• Location identification items:

• • • • • • •

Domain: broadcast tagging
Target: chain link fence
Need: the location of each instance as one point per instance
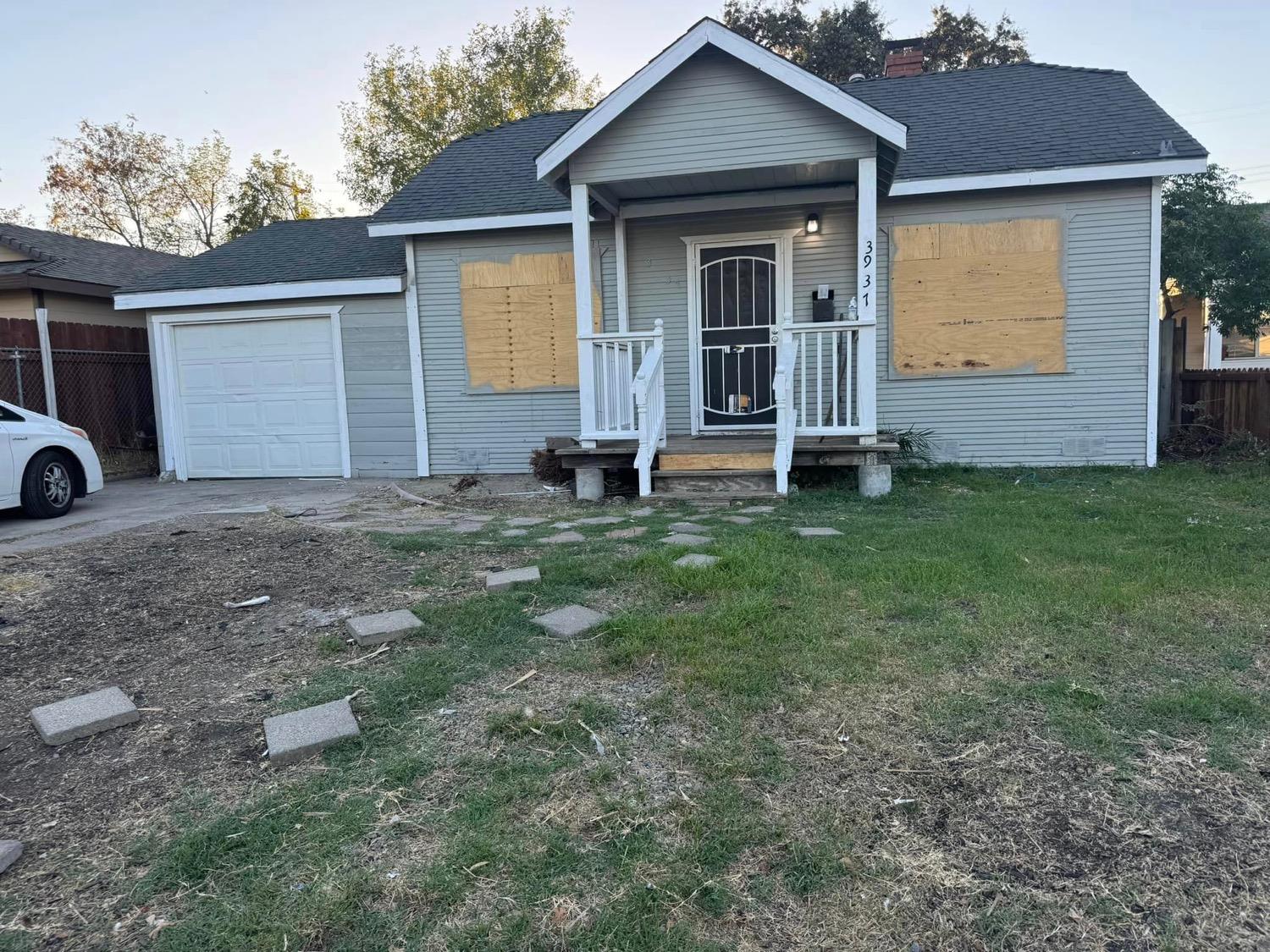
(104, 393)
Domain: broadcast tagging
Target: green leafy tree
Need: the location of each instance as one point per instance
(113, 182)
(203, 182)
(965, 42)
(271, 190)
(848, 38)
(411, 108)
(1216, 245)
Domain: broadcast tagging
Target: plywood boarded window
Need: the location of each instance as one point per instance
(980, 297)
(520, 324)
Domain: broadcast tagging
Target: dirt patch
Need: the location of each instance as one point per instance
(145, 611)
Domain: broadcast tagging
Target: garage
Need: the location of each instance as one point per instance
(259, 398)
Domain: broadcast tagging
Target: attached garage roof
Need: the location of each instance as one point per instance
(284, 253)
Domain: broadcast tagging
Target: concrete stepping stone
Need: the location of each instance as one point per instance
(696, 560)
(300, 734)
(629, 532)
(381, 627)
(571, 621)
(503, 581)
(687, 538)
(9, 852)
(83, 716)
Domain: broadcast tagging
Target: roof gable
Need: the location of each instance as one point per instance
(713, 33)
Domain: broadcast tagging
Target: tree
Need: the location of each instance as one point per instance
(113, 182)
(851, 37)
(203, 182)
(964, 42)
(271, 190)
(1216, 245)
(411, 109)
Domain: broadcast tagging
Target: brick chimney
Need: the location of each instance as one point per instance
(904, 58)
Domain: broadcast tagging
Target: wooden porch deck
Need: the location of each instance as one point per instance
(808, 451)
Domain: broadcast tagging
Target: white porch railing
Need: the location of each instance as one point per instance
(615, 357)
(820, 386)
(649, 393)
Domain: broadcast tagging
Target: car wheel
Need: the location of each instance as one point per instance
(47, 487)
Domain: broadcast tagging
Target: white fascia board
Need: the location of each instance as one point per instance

• • • • • • •

• The request:
Can you reproduce all of the rows above word for word, leaving out any picture?

• Full response:
Domain: broadcast tagging
Target: chain link fence
Need: the location of each instance as one point per instance
(104, 393)
Domain: broadcast tagging
Target: green leafy tree
Need: the location of each instance as one point per instance
(113, 182)
(203, 182)
(965, 42)
(271, 190)
(848, 38)
(411, 108)
(1216, 245)
Domain: broadcast tagging
Target: plywood boarded window
Need: the location of each instance as one point per instance
(980, 297)
(520, 324)
Domain: broadcast tagging
Target: dirt patch
Need: the location of each instance as one point per instance
(145, 611)
Domain: broadcast tagging
Target: garage
Need: the location of each instance as one point per instance
(259, 398)
Domain: broadcast tagging
Target: attached garage roof
Need: the location of each instance as one point per instance
(284, 253)
Domain: broadcast tagging
Target: concrete stepping stone
Need: the location of each instance as one point per instance
(696, 560)
(300, 734)
(629, 532)
(381, 627)
(571, 621)
(503, 581)
(687, 538)
(9, 852)
(83, 716)
Domain: broadcast tagging
Target: roof gable
Need: the location of each instance as one point per instance
(713, 33)
Domain: broadcast tagging
Target: tree
Need: the location of each instance as one point per instance
(113, 182)
(851, 37)
(203, 182)
(964, 42)
(271, 190)
(1216, 245)
(411, 109)
Domain: broadcast tagging
Target: brick chimney
Need: the location of each instance as one point per instance
(904, 58)
Domain: broadcast tagging
Target: wooden porch deck
Need: the location of each instance as one point per instance
(808, 451)
Domain: broadcast tagging
Target: white porch railing
Need: the location of each instance as one point per instance
(615, 357)
(820, 386)
(649, 393)
Domain: broadcast tagging
Target: car wheel
Need: the location of each instance as one point per instance
(47, 487)
Domain: broadcast tagging
Target: white fascia board
Need: the location of each instance as one point per instance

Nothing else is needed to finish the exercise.